Weka on Graal

Performance

In running jconsole against my currently downloaded OS X Weka application and an application using GraalVM to run Weka that I made using the jpackage command, I noticed what seemed to be slight increases in speed and possibly significant improvements in memory usage. Since improved memory management would mean Weka could be run against larger datasets, or for longer periods of time without running out of memory, I decided to do additional profiling to verify a possible improvement.

My initial benchmarking began by writing a simple command line tool to run a named Weka classifier with default settings against a given dataset for a given number of iterations. The dataset I used was from an old Kaggle competition I participated in. That dataset concerned classifying forest cover. The actual dataset, if of interest, being forest-train-sparse.arff. As you can see converted to a Weka sparse arff format. The classifier I used was RandomForest. Command line invocations were, for the jdk...

java -cp .:/Applications/weka-3-9-3/weka.jar us.hall.weka.BenchMarkClassifier weka.classifiers.trees.RandomForest /Users/mjh/forest-train-sparse.arff 5

run against the currently latest installed jdk, which right now is a early access jdk 14. This should eliminate, at least for this testing, the possibility that any differences are because an older jdk version is being used against the jdk 11 GraalVM one. I started out trying to extract information on the individual pools. One thought was determining the maximum usage. It seemed if Graal reduced this considerably it would in turn reduce the chances for memory errors. The pool peak values appeared to maybe provide this data but I didn't really follow up on the idea. Easier is to ignore the pools and simply look at the "Heap space and non-Heap space" totals. The conclusions I reach can be derived from that.

__Material provided__
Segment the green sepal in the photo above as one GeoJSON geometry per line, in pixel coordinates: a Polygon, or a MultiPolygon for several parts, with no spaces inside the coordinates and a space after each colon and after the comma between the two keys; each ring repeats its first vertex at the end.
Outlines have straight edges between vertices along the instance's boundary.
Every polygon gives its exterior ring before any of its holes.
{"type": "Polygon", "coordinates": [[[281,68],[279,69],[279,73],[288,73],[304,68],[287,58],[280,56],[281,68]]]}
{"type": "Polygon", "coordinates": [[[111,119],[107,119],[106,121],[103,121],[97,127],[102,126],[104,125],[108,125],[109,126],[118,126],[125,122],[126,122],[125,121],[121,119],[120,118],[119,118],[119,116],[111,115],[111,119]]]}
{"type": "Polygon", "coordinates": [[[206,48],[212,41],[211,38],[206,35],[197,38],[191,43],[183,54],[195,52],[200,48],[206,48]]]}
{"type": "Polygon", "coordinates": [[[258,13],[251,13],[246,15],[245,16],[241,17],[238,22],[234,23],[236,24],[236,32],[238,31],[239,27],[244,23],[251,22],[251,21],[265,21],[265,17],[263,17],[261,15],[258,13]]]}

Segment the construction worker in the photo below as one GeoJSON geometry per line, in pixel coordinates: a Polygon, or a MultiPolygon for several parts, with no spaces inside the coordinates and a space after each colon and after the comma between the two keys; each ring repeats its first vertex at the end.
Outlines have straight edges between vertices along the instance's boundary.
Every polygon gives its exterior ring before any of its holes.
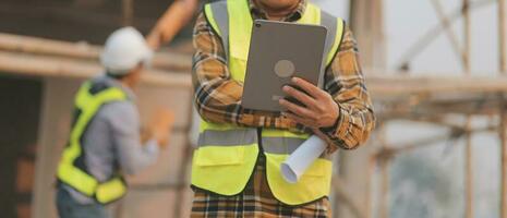
{"type": "MultiPolygon", "coordinates": [[[[357,43],[341,19],[307,0],[222,0],[207,3],[193,44],[195,105],[202,117],[192,165],[192,217],[328,217],[330,155],[363,144],[374,113],[358,58],[357,43]],[[302,78],[280,99],[288,112],[241,107],[253,20],[327,27],[324,89],[302,78]],[[311,134],[328,149],[295,184],[280,164],[311,134]]],[[[298,45],[294,45],[298,46],[298,45]]]]}
{"type": "Polygon", "coordinates": [[[75,97],[69,144],[58,167],[57,207],[62,218],[109,217],[105,205],[126,192],[123,173],[153,164],[167,144],[168,119],[156,119],[142,145],[132,88],[152,50],[133,27],[112,33],[100,62],[101,76],[85,82],[75,97]]]}

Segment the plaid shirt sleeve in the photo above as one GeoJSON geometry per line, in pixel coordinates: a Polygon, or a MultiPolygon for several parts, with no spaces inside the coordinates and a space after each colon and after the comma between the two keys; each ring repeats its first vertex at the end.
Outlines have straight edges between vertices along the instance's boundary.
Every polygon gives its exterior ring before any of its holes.
{"type": "MultiPolygon", "coordinates": [[[[193,43],[196,49],[193,60],[195,105],[204,120],[239,126],[307,131],[279,112],[241,107],[243,84],[231,78],[221,40],[203,14],[196,21],[193,43]]],[[[369,137],[375,118],[359,64],[357,43],[348,28],[325,81],[326,92],[340,106],[340,116],[335,126],[323,132],[334,145],[343,149],[355,148],[369,137]]]]}
{"type": "Polygon", "coordinates": [[[333,144],[353,149],[365,143],[375,126],[373,104],[362,74],[355,38],[346,27],[338,53],[325,75],[325,89],[340,108],[333,128],[323,132],[333,144]]]}

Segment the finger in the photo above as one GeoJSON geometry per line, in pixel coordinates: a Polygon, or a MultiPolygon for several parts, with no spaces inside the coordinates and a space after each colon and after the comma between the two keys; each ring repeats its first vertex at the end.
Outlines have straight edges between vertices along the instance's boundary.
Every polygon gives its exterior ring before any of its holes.
{"type": "Polygon", "coordinates": [[[305,93],[302,93],[293,87],[290,87],[290,86],[283,86],[283,92],[287,93],[288,95],[294,97],[295,99],[298,99],[299,101],[301,101],[302,104],[304,104],[306,107],[309,108],[314,108],[315,105],[316,105],[316,100],[312,97],[310,97],[309,95],[306,95],[305,93]]]}
{"type": "Polygon", "coordinates": [[[306,118],[306,119],[314,119],[315,118],[314,113],[311,110],[309,110],[309,109],[306,109],[304,107],[300,107],[300,106],[298,106],[295,104],[292,104],[292,102],[290,102],[290,101],[288,101],[286,99],[280,99],[278,102],[280,104],[281,107],[283,107],[285,109],[293,112],[297,116],[300,116],[300,117],[303,117],[303,118],[306,118]]]}
{"type": "Polygon", "coordinates": [[[293,121],[295,121],[297,123],[300,123],[300,124],[303,124],[305,126],[312,126],[313,125],[313,121],[311,120],[307,120],[307,119],[304,119],[304,118],[301,118],[301,117],[298,117],[293,113],[283,113],[283,116],[286,116],[287,118],[289,119],[292,119],[293,121]]]}
{"type": "Polygon", "coordinates": [[[306,93],[309,93],[311,96],[314,98],[319,98],[323,96],[323,92],[321,88],[317,86],[313,85],[312,83],[300,78],[300,77],[292,77],[292,83],[298,85],[299,87],[303,88],[306,93]]]}

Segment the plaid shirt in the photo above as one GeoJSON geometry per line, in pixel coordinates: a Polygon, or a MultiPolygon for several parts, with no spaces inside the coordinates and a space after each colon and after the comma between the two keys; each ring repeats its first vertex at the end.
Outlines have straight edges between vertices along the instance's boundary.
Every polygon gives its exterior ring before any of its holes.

__Task to carry out__
Write out the Weka-on-Graal text above, word for word, from "Weka on Graal" to "a possible improvement.".

__Solution__
Weka on Graal

Performance

In running jconsole against my currently downloaded OS X Weka application and an application using GraalVM to run Weka that I made using the jpackage command, I noticed what seemed to be slight increases in speed and possibly significant improvements in memory usage. Since improved memory management would mean Weka could be run against larger datasets, or for longer periods of time without running out of memory, I decided to do additional profiling to verify a possible improvement.